(Passage to read begins)

Susan Anderson

Susan Anderson

Guest Teacher

Susan Anderson is the owner and operator of Native Naturals Farm. Her family has lived on and worked the same land since 1826. The farm produces organically grown herbs, nuts and fruits, as well as grass fed beef. Susan comes from a long line of herbalists and healers. She began the study native plant medicine, collecting, growing and preparing, with her grandmother who was a well respected midwife and nurse. She is of both Creek and Cherokee descent, and has learned from traditional healers throughout the southeast. She is a traditional ceremonial person and draws heavily on her cultural roots in her relationship with the growing world. She has worked as a resource planner, journalist, educator and as a natural resource interpretive writer. She has served as executive director for two nonprofits, and consultant on numerous environmental and cultural projects. Her love of the land and respect for the food, fiber and medicinal value of native plants has been a guiding force in her life. She is a traditional fiber artist working primarily with native plant fibers and dyes. She has developed an intimate and comprehensive understanding of her land, its ecosystems and cycles, and how these things relate to the unique “medicine of place”. Her non traditional academic education includes degrees in sociology and religion from Florida State University. Graduate studies in urban and regional planning at FSU, and cultural sustainability at Goucher College in Baltimore MD.

(Passage to read ends)
(Extracted information begins)

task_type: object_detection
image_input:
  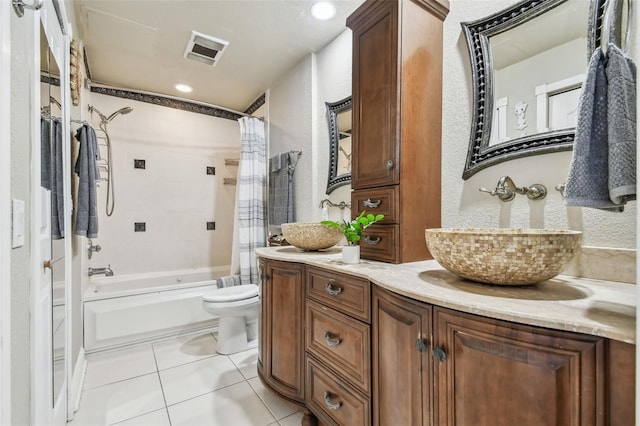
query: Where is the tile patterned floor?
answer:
[68,333,302,426]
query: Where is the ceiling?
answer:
[73,0,363,111]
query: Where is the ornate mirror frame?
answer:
[325,96,352,194]
[461,0,605,180]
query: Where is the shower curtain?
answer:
[231,117,267,284]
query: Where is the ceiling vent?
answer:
[184,31,229,66]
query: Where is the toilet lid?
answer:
[203,284,258,302]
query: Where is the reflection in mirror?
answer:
[326,96,351,194]
[40,20,66,406]
[462,0,604,179]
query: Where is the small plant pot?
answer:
[342,245,360,263]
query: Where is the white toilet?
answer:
[202,284,259,355]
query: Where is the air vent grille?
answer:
[184,31,229,65]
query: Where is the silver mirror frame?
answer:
[325,96,352,195]
[460,0,605,180]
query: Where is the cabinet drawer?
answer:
[306,357,371,426]
[307,267,371,322]
[351,185,400,223]
[360,225,400,263]
[306,300,371,394]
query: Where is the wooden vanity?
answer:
[257,247,635,426]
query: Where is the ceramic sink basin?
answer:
[425,228,582,285]
[282,222,342,250]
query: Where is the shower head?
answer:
[105,107,133,123]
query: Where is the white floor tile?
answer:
[229,348,258,379]
[248,377,298,420]
[69,373,165,426]
[153,333,218,370]
[278,411,302,426]
[160,355,244,405]
[169,382,275,426]
[84,345,157,389]
[111,408,170,426]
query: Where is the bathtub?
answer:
[83,266,229,353]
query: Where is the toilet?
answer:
[202,284,259,355]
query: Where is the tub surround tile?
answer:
[68,373,165,426]
[256,247,636,343]
[115,408,171,426]
[84,344,157,389]
[160,356,244,404]
[152,333,218,370]
[168,382,276,426]
[229,348,258,379]
[248,377,300,425]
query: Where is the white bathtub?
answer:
[84,266,229,353]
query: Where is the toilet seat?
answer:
[203,284,259,303]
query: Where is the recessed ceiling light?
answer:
[311,1,336,21]
[176,84,193,93]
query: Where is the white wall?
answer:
[84,93,240,275]
[442,0,637,249]
[269,30,351,226]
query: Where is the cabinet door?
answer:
[434,308,605,426]
[347,1,400,189]
[372,287,432,426]
[259,261,304,402]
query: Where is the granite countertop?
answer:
[256,246,636,343]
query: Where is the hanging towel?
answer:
[75,124,98,238]
[269,152,295,226]
[606,43,636,205]
[50,119,64,240]
[216,275,242,288]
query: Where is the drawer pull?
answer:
[324,283,342,296]
[324,331,342,348]
[364,235,382,246]
[322,391,342,410]
[362,198,382,209]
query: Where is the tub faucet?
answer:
[89,265,113,277]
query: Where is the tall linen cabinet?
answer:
[347,0,449,263]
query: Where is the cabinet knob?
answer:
[322,391,342,410]
[324,283,342,296]
[433,346,447,362]
[324,331,342,348]
[362,198,382,209]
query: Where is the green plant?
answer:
[320,210,384,246]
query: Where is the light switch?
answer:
[11,198,24,248]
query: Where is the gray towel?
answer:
[216,275,242,288]
[269,152,295,226]
[606,44,636,204]
[75,124,98,238]
[50,119,64,240]
[565,47,635,212]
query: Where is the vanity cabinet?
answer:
[347,0,448,263]
[372,287,635,426]
[305,267,371,426]
[258,259,305,404]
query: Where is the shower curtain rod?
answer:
[89,81,252,118]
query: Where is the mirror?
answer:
[40,20,68,406]
[325,96,351,194]
[462,0,604,179]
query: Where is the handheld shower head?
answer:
[105,107,133,123]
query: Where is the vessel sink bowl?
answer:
[425,228,582,286]
[282,222,342,251]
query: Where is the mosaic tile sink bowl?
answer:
[425,228,582,286]
[282,222,342,251]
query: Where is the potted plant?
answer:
[321,210,384,263]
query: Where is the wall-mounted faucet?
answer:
[89,265,113,277]
[479,176,547,201]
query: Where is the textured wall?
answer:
[442,0,636,248]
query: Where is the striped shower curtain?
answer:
[231,117,267,284]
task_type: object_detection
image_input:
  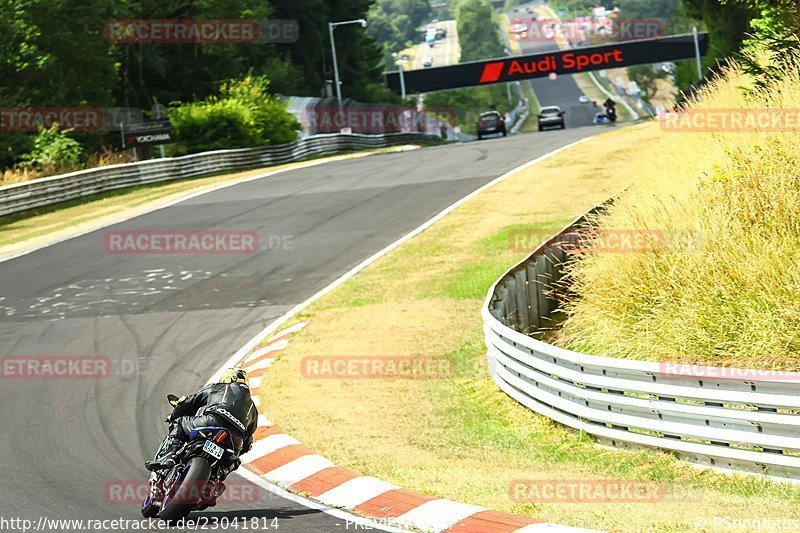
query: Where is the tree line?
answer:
[0,0,391,168]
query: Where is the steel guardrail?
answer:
[482,207,800,480]
[0,133,438,216]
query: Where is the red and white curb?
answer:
[203,139,604,533]
[234,322,589,533]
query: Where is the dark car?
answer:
[539,105,567,131]
[478,111,508,139]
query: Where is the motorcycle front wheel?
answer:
[158,457,211,521]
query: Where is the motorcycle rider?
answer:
[145,368,258,481]
[603,98,617,122]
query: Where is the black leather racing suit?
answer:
[170,383,258,479]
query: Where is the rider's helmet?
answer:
[219,367,247,385]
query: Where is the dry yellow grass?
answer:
[561,56,800,370]
[262,124,800,531]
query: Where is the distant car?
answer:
[478,111,508,140]
[539,105,567,131]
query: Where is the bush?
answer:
[167,76,300,154]
[22,124,86,172]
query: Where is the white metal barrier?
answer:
[482,208,800,480]
[0,133,436,216]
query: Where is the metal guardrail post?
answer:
[482,205,800,480]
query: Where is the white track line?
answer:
[515,522,601,533]
[231,468,408,533]
[264,454,336,487]
[316,476,400,509]
[240,433,300,464]
[245,339,289,362]
[244,357,275,372]
[206,137,588,533]
[397,500,488,532]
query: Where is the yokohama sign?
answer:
[386,33,708,93]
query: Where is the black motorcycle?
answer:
[142,394,237,521]
[604,98,617,123]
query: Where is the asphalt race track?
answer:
[0,128,598,532]
[508,2,603,128]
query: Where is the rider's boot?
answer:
[144,435,183,472]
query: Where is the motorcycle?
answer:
[605,98,617,123]
[142,394,237,521]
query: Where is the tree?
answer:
[628,65,667,102]
[454,0,504,61]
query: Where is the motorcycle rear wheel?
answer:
[158,457,211,522]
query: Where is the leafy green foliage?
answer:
[22,125,86,171]
[167,77,300,154]
[628,65,667,101]
[368,0,431,54]
[453,0,505,61]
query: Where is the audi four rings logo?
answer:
[480,48,625,83]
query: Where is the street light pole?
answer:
[328,19,367,109]
[397,61,406,100]
[328,22,342,109]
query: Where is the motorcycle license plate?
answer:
[203,440,224,459]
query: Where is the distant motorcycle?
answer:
[142,394,237,521]
[604,98,617,123]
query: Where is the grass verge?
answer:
[262,123,800,531]
[561,58,800,371]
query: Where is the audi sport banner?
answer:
[122,119,172,148]
[386,33,708,93]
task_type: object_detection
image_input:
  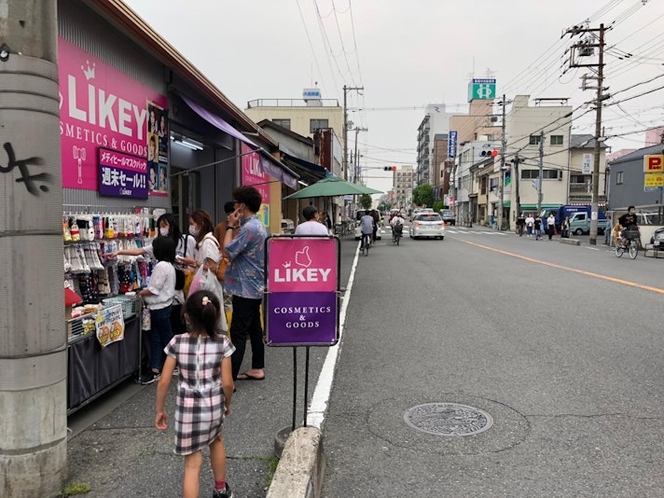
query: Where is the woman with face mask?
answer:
[108,213,196,334]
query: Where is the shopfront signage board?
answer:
[264,236,340,346]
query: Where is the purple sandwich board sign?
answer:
[265,236,340,346]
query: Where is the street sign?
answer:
[581,154,593,175]
[447,131,458,159]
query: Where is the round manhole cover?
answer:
[403,403,493,436]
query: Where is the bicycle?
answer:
[615,230,640,259]
[360,233,371,256]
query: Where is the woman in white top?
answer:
[108,213,196,334]
[180,209,228,333]
[526,213,535,237]
[138,236,175,384]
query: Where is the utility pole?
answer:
[512,154,520,214]
[0,0,67,498]
[353,127,369,183]
[565,24,610,245]
[343,85,364,180]
[537,131,544,214]
[498,94,508,230]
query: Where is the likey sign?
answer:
[265,236,339,346]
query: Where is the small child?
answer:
[155,290,235,498]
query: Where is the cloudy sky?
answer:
[124,0,664,190]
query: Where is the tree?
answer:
[413,183,434,207]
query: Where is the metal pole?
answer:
[498,94,506,230]
[293,347,297,430]
[0,0,67,498]
[537,131,544,214]
[343,85,348,180]
[304,346,311,427]
[589,24,604,245]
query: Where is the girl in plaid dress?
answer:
[155,290,235,498]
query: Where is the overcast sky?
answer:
[124,0,664,190]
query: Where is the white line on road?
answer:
[307,239,360,429]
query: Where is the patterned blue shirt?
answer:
[224,216,267,299]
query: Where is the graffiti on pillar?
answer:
[0,142,53,195]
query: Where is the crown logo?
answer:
[81,61,95,81]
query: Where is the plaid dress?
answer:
[164,333,235,455]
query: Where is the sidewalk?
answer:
[67,235,360,498]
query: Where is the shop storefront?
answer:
[58,0,297,411]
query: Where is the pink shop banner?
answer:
[268,238,338,299]
[58,38,168,190]
[241,143,270,204]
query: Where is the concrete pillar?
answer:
[0,0,67,498]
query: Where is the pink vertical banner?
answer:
[58,37,168,190]
[240,143,270,211]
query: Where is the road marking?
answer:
[462,239,664,294]
[307,242,361,429]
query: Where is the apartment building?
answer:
[416,104,452,185]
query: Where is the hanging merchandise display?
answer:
[62,206,164,413]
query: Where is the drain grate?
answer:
[403,403,493,436]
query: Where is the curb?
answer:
[266,427,325,498]
[560,239,581,246]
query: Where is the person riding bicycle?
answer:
[390,213,405,239]
[618,206,639,246]
[360,213,376,247]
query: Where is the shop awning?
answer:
[180,94,298,189]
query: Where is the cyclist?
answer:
[360,213,376,249]
[618,206,639,246]
[390,213,405,240]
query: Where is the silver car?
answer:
[410,213,445,240]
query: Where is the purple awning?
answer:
[180,95,297,189]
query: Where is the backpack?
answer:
[175,234,189,290]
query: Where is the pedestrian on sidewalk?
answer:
[138,235,175,384]
[546,213,556,240]
[516,213,526,237]
[560,216,569,239]
[526,213,535,237]
[223,185,267,380]
[155,290,235,498]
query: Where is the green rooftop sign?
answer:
[468,78,496,102]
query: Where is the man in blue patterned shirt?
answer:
[224,186,267,380]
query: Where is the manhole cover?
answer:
[403,403,493,436]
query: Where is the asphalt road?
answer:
[324,227,664,498]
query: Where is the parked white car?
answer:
[410,212,445,240]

(Extracted information ends)

Activities
[1] Summarize the biography of Susan Anderson in two sentences.
[2] Carry the biography of Susan Anderson further, picking up after its final sentence.

Answers in order
[1] Susan Anderson owns and operates Native Naturals Farm, land her family has worked since 1826, which produces organically grown herbs, nuts and fruits as well as grass fed beef. Of Creek and Cherokee descent and from a long line of herbalists and healers, she learned native plant medicine from her grandmother and from traditional healers across the southeast, and she has worked as a resource planner, journalist, educator, natural resource interpretive writer, nonprofit executive director and consultant.

[2]
Learn from Susan:

  • Cultivating Resilience - This workshop will take a look at what it takes to develop and maintain physical, mental, spiritual and social wellness through adverse experiences and times of extreme stress. It will be part presentation and part open forum to discuss the challenges and opportunities we are currently facing as individuals, families and as communities. We will look at the roles of plant alliances, the natural world and the social constructs we maintain that either build resilience or inhibit successful high functioning individuals and societies. We will look at what an essential resilience garden looks like, what essential skills and values may be and how we might implement the ideals of those shared values and principles. We will also look at what practices may be needed to facilitate resiliency in our natural world. Come take the journey with me into the realm of infinite possibilities while we revisit the benefits and beauty of ancient wisdom.
  • Bioregional Plants Important in Traditional Medicine - This presentation will open up areas of consideration beyond the pharmacological properties of native plants. We will examine how the spiritual and cultural relationships over many generations play important roles in plant medicine of traditional people of this region. It will allow a glimpse of what kinship with the animals and the growing world can mean to humans and for their place in, as well as their responsibilities to, the rest of the natural world.